Things to do:
1) List every court decision that the passage on judicial review below cites by name.
2) Convert part of the records below into a numbered list, leaving out blank lines. Begin with the line containing "Pick out the church" and continue through the line containing "x=436, y=41".

Passage shown:
========================

Application for judicial review

18.1(1) An application for judicial review may be made by the Attorney General of Canada or by anyone directly affected by the matter in respect of which relief is sought.

[21] The word “matter” in s 18.1(1) of the Federal Courts Act includes not only a decision or an order but any matter in respect of which a remedy may be available under s 18. As stated by the Federal Court of Canada in Air Canada v Toronto Port Authority et al, 2011 FCA 347 [Air Canada]:

[24] Subsection 18.1(1) of the Federal Courts Act provides that an application for judicial review may be made by the Attorney General of Canada or by anyone directly affected by “the matter in respect of which relief is sought”. A “matter” that can be subject of judicial review includes not only a “decision or order”, but any matter in respect of which a remedy may be available under section 18 of the Federal Courts ActKrause v. Canada, [1999] 2 F.C. 476 (C.A.). Subsection 18.1(3) sheds further light on this, referring to relief for an “act or thing,” a failure, refusal or delay to do an “act or thing”, a “decision”, an “order” and a “proceeding.” Finally, the rules that govern applications for judicial review apply to “applications for judicial review of administrative action”, not just applications for judicial review of “decisions or orders”: Rule 300 of the Federal Courts Rules.

(emphasis in original)

[22] The Applicants submit that a policy can be binding and subject to challenge on judicial review in appropriate contexts. In support of this proposition they refer to Ishaq FC. At issue in Ishaq FC was the constitutionality or lawfulness of a policy requiring niqab-wearing women to remove the niqab while taking the citizenship oath. When considering a prematurity argument, this Court held that:

[42] Case law has established that not all policies are equal and some may be binding law (see: Thamotharem at paragraph 65; Greater Vancouver Transportation Authority v Canadian Federation of Students — British Columbia Component, 2009 SCC 31 at paragraphs 58-65, [2009] 2 SCR 295). As the Federal Court of Appeal recognized in Thamotharem at paragraph 63: “the validity of a rule or policy itself has sometimes been impugned independently of its application in the making of a particular decision.” Indeed, part of the reason that policies are published is so that people can know of them and organize their affairs accordingly, and the Policy in this case could be dissuading women who wear a niqab from even applying for citizenship. In such circumstances, a direct challenge to the Policy is appropriate.

========================

Information provided:
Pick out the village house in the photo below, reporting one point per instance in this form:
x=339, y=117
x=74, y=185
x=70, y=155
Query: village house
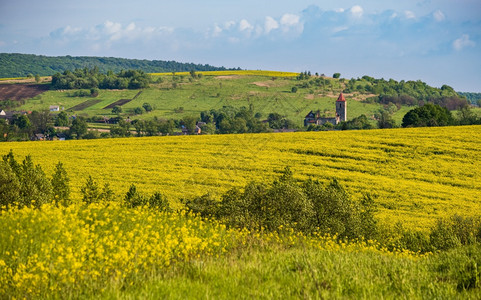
x=314, y=117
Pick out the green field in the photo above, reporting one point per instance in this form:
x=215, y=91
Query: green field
x=417, y=175
x=266, y=93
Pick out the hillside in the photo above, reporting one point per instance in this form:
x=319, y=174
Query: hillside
x=415, y=175
x=21, y=65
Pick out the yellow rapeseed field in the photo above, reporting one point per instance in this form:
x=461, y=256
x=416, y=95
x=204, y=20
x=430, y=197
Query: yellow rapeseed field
x=415, y=175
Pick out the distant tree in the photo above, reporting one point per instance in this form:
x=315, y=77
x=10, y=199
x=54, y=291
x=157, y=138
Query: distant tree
x=23, y=122
x=60, y=185
x=385, y=120
x=94, y=92
x=40, y=121
x=62, y=119
x=138, y=111
x=189, y=123
x=361, y=122
x=90, y=191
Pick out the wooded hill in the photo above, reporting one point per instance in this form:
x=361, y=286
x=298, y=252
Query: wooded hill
x=20, y=65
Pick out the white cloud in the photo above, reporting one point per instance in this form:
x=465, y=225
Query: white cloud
x=439, y=16
x=409, y=14
x=357, y=11
x=270, y=24
x=339, y=29
x=111, y=27
x=245, y=25
x=463, y=42
x=290, y=20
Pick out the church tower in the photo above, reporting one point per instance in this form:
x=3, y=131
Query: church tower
x=341, y=110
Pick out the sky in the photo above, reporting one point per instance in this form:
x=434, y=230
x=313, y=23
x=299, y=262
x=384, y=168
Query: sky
x=436, y=41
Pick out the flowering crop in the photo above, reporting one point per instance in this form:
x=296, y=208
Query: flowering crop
x=66, y=249
x=415, y=175
x=235, y=72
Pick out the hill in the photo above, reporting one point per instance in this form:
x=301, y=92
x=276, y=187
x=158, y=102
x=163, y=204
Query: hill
x=21, y=65
x=416, y=175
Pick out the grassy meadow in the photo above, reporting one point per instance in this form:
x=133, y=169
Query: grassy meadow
x=416, y=175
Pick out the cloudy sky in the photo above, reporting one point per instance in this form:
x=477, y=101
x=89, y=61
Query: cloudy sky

========================

Worked solutions:
1)
- Air Canada v Toronto Port Authority et al, 2011 FCA 347
- Krause v. Canada, [1999] 2 F.C. 476 (C.A.)
- Ishaq FC
- Thamotharem
- Greater Vancouver Transportation Authority v Canadian Federation of Students — British Columbia Component, 2009 SCC 31

2)
1. Pick out the church tower in the photo above, reporting one point per instance in this form:
2. x=3, y=131
3. Query: church tower
4. x=341, y=110
5. Pick out the sky in the photo above, reporting one point per instance in this form:
6. x=434, y=230
7. x=313, y=23
8. x=299, y=262
9. x=384, y=168
10. Query: sky
11. x=436, y=41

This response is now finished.